Exercise
Return every line in the records below that contains the string "black".

Object point labels
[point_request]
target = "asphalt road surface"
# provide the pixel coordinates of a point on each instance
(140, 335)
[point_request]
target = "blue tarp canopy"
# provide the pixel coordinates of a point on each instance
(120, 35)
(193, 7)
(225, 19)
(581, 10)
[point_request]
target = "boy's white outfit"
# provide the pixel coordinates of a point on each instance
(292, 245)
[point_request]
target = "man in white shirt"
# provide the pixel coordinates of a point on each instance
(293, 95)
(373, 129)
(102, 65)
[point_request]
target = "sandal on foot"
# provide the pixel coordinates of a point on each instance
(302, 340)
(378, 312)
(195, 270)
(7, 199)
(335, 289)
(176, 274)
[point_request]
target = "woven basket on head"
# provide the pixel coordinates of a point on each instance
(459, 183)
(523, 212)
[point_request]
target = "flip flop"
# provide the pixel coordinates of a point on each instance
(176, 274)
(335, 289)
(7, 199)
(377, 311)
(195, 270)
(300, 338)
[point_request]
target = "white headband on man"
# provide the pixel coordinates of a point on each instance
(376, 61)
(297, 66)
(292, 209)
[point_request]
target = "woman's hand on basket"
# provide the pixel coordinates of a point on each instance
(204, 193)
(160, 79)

==

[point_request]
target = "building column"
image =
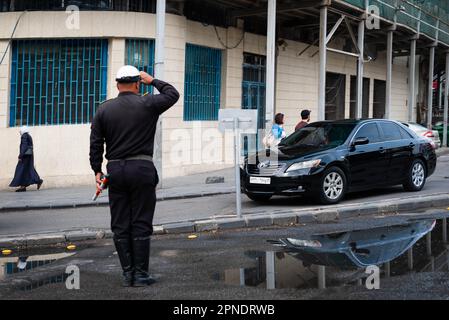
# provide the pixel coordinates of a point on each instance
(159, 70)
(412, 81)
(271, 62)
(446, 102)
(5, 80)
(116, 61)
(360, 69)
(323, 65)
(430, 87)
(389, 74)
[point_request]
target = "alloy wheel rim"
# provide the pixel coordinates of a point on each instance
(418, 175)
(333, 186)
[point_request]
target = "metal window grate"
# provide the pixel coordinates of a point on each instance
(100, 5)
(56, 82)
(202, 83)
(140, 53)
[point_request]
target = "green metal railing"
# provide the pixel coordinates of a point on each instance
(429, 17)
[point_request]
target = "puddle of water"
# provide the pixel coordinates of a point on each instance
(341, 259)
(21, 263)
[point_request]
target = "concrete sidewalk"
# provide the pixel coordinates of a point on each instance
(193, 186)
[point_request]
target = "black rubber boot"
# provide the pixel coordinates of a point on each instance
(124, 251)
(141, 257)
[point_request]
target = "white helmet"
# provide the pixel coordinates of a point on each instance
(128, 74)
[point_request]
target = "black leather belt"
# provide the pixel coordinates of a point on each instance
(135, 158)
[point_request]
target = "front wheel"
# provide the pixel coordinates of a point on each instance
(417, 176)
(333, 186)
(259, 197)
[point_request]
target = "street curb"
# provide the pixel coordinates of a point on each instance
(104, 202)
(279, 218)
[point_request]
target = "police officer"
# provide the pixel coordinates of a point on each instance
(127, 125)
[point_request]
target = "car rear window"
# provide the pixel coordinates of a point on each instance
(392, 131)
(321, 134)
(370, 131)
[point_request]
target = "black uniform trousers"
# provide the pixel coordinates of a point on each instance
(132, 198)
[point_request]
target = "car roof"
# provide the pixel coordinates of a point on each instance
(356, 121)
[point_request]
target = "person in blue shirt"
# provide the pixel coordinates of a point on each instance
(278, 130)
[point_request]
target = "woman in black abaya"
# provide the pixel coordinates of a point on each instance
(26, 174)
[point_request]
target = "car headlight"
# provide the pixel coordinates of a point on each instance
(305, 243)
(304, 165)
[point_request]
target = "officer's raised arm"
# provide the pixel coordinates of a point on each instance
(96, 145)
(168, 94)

...

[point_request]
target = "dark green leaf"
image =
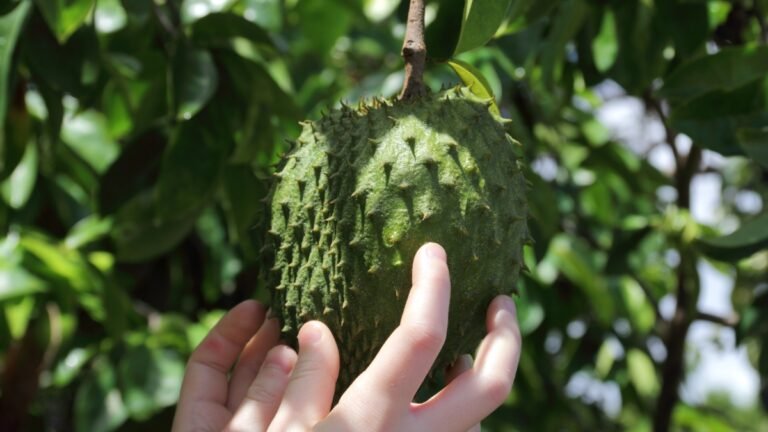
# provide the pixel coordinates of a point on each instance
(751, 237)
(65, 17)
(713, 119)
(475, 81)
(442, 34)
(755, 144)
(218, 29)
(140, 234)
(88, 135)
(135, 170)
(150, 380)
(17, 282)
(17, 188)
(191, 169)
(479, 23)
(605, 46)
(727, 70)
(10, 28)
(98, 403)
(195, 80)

Solution to this task
target = "black rubber boot"
target = "black leather belt"
target = "black uniform trousers"
target = "woman in black abaya"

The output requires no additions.